--- BEGIN INFORMATION SUPPLIED ---

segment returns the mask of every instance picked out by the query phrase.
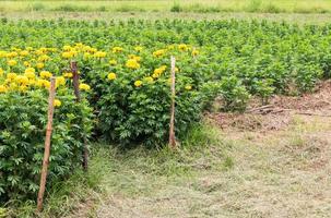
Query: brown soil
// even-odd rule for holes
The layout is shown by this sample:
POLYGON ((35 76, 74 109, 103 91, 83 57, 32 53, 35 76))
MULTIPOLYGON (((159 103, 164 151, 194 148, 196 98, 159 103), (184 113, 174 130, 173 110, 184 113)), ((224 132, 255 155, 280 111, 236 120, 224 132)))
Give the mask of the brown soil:
POLYGON ((279 131, 288 126, 296 114, 331 117, 331 81, 321 83, 314 94, 274 96, 268 106, 253 99, 244 113, 209 113, 208 121, 223 130, 279 131))

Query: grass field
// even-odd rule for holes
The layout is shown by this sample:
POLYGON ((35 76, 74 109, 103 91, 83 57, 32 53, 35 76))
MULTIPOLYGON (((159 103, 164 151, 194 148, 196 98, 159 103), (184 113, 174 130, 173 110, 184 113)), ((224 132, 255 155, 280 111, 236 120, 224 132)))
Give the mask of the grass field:
POLYGON ((274 22, 288 22, 296 24, 326 24, 331 21, 331 14, 294 14, 294 13, 247 13, 247 12, 221 12, 221 13, 172 13, 172 12, 5 12, 0 13, 1 19, 16 21, 23 20, 103 20, 126 21, 137 20, 267 20, 274 22))
POLYGON ((330 131, 329 118, 297 116, 267 134, 205 125, 178 153, 103 145, 40 217, 328 217, 330 131))
POLYGON ((119 0, 119 1, 0 1, 1 12, 263 12, 329 13, 329 0, 119 0))

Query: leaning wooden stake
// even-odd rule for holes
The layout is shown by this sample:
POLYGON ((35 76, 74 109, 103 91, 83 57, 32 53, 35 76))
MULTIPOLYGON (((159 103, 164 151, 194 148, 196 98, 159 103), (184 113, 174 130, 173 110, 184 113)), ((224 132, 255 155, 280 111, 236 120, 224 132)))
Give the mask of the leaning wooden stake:
POLYGON ((170 130, 169 130, 169 146, 172 148, 176 147, 176 137, 175 137, 175 65, 176 65, 176 59, 175 57, 172 57, 172 106, 170 106, 170 130))
POLYGON ((37 199, 37 209, 42 211, 43 209, 43 201, 44 193, 46 189, 46 179, 47 179, 47 170, 49 165, 49 154, 50 154, 50 138, 52 131, 52 117, 54 117, 54 100, 56 96, 56 78, 50 78, 50 88, 49 88, 49 97, 48 97, 48 122, 46 129, 46 140, 45 140, 45 150, 44 150, 44 160, 43 160, 43 169, 40 175, 40 186, 37 199))
MULTIPOLYGON (((76 65, 76 62, 75 61, 72 61, 70 63, 70 68, 71 68, 71 72, 72 72, 72 80, 73 80, 73 92, 74 92, 74 95, 75 95, 75 99, 76 99, 76 102, 80 102, 81 101, 81 93, 80 93, 80 75, 79 75, 79 72, 78 72, 78 65, 76 65)), ((84 147, 83 147, 83 169, 85 171, 87 171, 87 168, 88 168, 88 149, 87 149, 87 142, 86 142, 86 137, 84 136, 84 147)))

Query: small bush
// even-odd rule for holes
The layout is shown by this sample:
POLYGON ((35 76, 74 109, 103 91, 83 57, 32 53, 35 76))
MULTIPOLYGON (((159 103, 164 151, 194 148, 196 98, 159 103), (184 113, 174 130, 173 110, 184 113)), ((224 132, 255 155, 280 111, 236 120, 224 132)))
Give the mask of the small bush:
POLYGON ((43 11, 45 10, 45 4, 37 2, 32 5, 32 11, 43 11))
POLYGON ((250 0, 246 10, 248 12, 258 12, 260 10, 261 4, 261 0, 250 0))
POLYGON ((170 8, 170 12, 181 12, 182 8, 179 3, 174 3, 174 5, 170 8))

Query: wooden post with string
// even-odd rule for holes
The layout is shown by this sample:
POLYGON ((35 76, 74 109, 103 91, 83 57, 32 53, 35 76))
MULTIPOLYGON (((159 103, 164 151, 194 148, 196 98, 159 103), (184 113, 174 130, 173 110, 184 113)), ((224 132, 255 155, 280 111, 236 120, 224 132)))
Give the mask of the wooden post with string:
POLYGON ((176 59, 172 56, 172 105, 170 105, 170 129, 169 129, 169 146, 170 148, 176 148, 176 137, 175 137, 175 97, 176 97, 176 59))
MULTIPOLYGON (((74 92, 75 100, 76 100, 76 102, 80 102, 81 101, 80 75, 79 75, 79 71, 78 71, 78 64, 76 64, 75 61, 70 62, 70 69, 71 69, 71 72, 72 72, 72 83, 73 83, 73 92, 74 92)), ((85 171, 87 171, 87 168, 88 168, 88 149, 87 149, 87 142, 86 142, 85 135, 84 135, 83 141, 84 141, 83 142, 84 147, 83 147, 83 152, 82 152, 82 157, 83 157, 82 166, 83 166, 83 169, 85 171)))
POLYGON ((39 186, 38 198, 37 198, 37 210, 38 211, 42 211, 42 209, 43 209, 47 170, 48 170, 48 166, 49 166, 55 96, 56 96, 56 78, 52 76, 50 78, 49 97, 48 97, 48 122, 47 122, 47 128, 46 128, 45 150, 44 150, 43 169, 42 169, 42 175, 40 175, 40 186, 39 186))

--- END INFORMATION SUPPLIED ---

=== TO DO ===
Rewrite the records above as a Markdown table with the columns "Row" and "Line", giving each line its own numbered row. Leave out blank lines and the pictures.

=== RESULT OF THIS TASK ===
| Row | Line |
|---|---|
| 1 | segment returns the mask of every instance picked out by the query phrase. |
| 2 | Query: brown soil |
| 3 | // even-odd rule for holes |
| 4 | The layout is shown by this sample: |
| 5 | POLYGON ((35 76, 74 109, 103 91, 83 57, 32 53, 35 76)) |
| 6 | MULTIPOLYGON (((159 103, 164 151, 194 148, 196 98, 159 103), (184 113, 174 130, 173 110, 184 113)), ((224 132, 255 155, 280 111, 236 120, 224 132))) |
| 7 | Give the mask of the brown soil: |
| 8 | POLYGON ((279 131, 288 126, 296 114, 331 117, 331 81, 321 83, 314 94, 274 96, 268 106, 253 99, 244 113, 209 113, 208 121, 223 130, 279 131)) |
| 9 | Query: grass field |
| 10 | // even-odd rule for holes |
| 11 | The layout is shown by this sample: |
| 12 | POLYGON ((35 76, 74 109, 103 91, 83 57, 32 53, 35 76)) |
| 13 | MULTIPOLYGON (((159 103, 164 151, 194 148, 196 98, 159 103), (184 113, 174 130, 173 110, 184 113)), ((224 132, 255 155, 280 111, 236 120, 224 132))) |
| 14 | Give the mask of the grass field: |
| 15 | POLYGON ((274 22, 288 22, 296 24, 326 24, 331 21, 331 14, 294 14, 294 13, 247 13, 247 12, 221 12, 221 13, 172 13, 172 12, 5 12, 0 13, 1 19, 16 21, 23 20, 103 20, 126 21, 137 20, 267 20, 274 22)) |
| 16 | POLYGON ((330 131, 329 118, 297 116, 267 134, 205 125, 178 153, 103 145, 40 217, 328 217, 330 131)) |
| 17 | POLYGON ((119 0, 119 1, 0 1, 1 12, 263 12, 329 13, 329 0, 119 0)) |
| 18 | Query: leaning wooden stake |
| 19 | // even-odd rule for holes |
| 20 | The layout is shown by this sample: |
| 21 | POLYGON ((35 76, 74 109, 103 91, 83 57, 32 53, 35 76)) |
| 22 | MULTIPOLYGON (((159 103, 164 151, 194 148, 196 98, 159 103), (184 113, 174 130, 173 110, 184 113)), ((224 132, 255 155, 280 111, 236 120, 224 132))) |
| 23 | Give the mask of the leaning wooden stake: |
| 24 | POLYGON ((170 130, 169 130, 169 146, 172 148, 176 147, 176 137, 175 137, 175 65, 176 65, 176 59, 175 57, 172 57, 172 106, 170 106, 170 130)) |
| 25 | POLYGON ((37 199, 37 209, 42 211, 43 209, 43 201, 44 193, 46 189, 46 179, 47 179, 47 170, 49 165, 49 154, 50 154, 50 138, 52 131, 52 117, 54 117, 54 100, 56 96, 56 78, 50 78, 50 88, 49 88, 49 97, 48 97, 48 122, 46 129, 46 140, 45 140, 45 150, 44 150, 44 160, 43 160, 43 169, 40 175, 40 186, 37 199)) |
| 26 | MULTIPOLYGON (((76 65, 76 62, 75 61, 72 61, 70 63, 70 68, 71 68, 71 72, 72 72, 72 80, 73 80, 73 92, 74 92, 74 95, 75 95, 75 99, 76 99, 76 102, 80 102, 81 101, 81 93, 80 93, 80 75, 79 75, 79 72, 78 72, 78 65, 76 65)), ((84 147, 83 147, 83 169, 85 171, 87 171, 87 168, 88 168, 88 149, 87 149, 87 142, 86 142, 86 137, 84 136, 84 147))) |
| 27 | Query: small bush |
| 28 | // even-odd rule for holes |
| 29 | The layout is shown by this sample: |
| 30 | POLYGON ((35 76, 74 109, 103 91, 83 57, 32 53, 35 76)) |
| 31 | MULTIPOLYGON (((159 103, 164 151, 194 148, 196 98, 159 103), (184 113, 174 130, 173 110, 184 113)), ((224 132, 255 155, 280 111, 236 120, 224 132))) |
| 32 | Give the mask of the small bush: |
| 33 | POLYGON ((43 11, 45 10, 45 4, 37 2, 32 5, 32 11, 43 11)) |
| 34 | POLYGON ((250 0, 246 10, 248 12, 258 12, 260 10, 261 4, 261 0, 250 0)) |
| 35 | POLYGON ((170 8, 170 12, 181 12, 182 8, 179 3, 174 3, 174 5, 170 8)) |
| 36 | Query: wooden post with string |
| 37 | // even-odd rule for holes |
| 38 | The layout is shown by this sample: |
| 39 | POLYGON ((35 76, 74 109, 103 91, 83 57, 32 53, 35 76)) |
| 40 | MULTIPOLYGON (((159 103, 164 151, 194 148, 196 98, 159 103), (184 113, 174 130, 173 110, 184 113)), ((224 132, 255 155, 280 111, 236 120, 224 132))) |
| 41 | Give the mask of the wooden post with string: |
| 42 | POLYGON ((176 59, 172 56, 172 105, 170 105, 170 129, 169 129, 169 146, 170 148, 176 148, 176 137, 175 137, 175 97, 176 97, 176 59)) |
| 43 | MULTIPOLYGON (((74 92, 75 100, 76 100, 76 102, 80 102, 81 101, 80 75, 79 75, 79 71, 78 71, 78 64, 76 64, 75 61, 70 62, 70 69, 71 69, 71 72, 72 72, 72 83, 73 83, 73 92, 74 92)), ((85 171, 87 171, 87 168, 88 168, 88 149, 87 149, 87 142, 86 142, 85 135, 84 135, 83 141, 84 141, 83 142, 84 147, 83 147, 83 152, 82 152, 82 157, 83 157, 82 166, 83 166, 83 169, 85 171))) |
| 44 | POLYGON ((39 186, 38 198, 37 198, 37 210, 38 211, 42 211, 42 209, 43 209, 47 170, 48 170, 48 166, 49 166, 55 96, 56 96, 56 78, 52 76, 50 78, 49 97, 48 97, 48 122, 47 122, 47 128, 46 128, 45 150, 44 150, 43 169, 42 169, 42 175, 40 175, 40 186, 39 186)) |